> _Goal_
Extract each line of the records below word for word, omitting the pictures.

-- Start Record set --

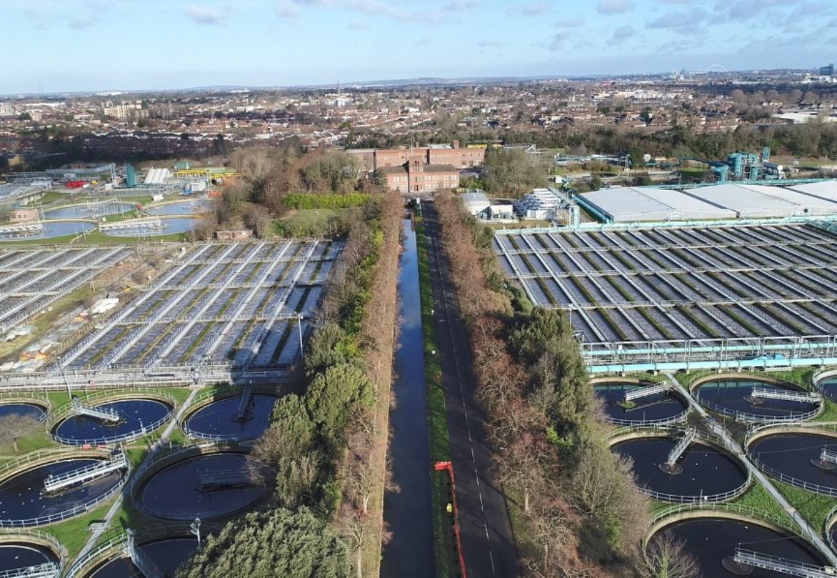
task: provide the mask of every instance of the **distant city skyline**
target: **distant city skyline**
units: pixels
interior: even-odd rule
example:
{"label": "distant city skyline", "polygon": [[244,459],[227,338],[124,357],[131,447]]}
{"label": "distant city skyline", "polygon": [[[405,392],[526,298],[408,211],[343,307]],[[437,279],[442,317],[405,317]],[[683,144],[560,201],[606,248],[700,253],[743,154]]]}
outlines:
{"label": "distant city skyline", "polygon": [[0,94],[795,68],[821,0],[0,0]]}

-- End Record set --

> _Solution to this exercise_
task: provide the mask of every instance of the **distant city skyline**
target: **distant city skyline**
units: pixels
interior: even-odd rule
example:
{"label": "distant city skyline", "polygon": [[244,459],[227,338],[124,357],[131,447]]}
{"label": "distant city skyline", "polygon": [[[405,392],[526,298],[408,211],[343,307]],[[437,279],[442,317],[405,317]],[[683,144],[560,201],[606,248],[700,253],[743,154]]]}
outlines:
{"label": "distant city skyline", "polygon": [[0,94],[795,68],[821,0],[0,0]]}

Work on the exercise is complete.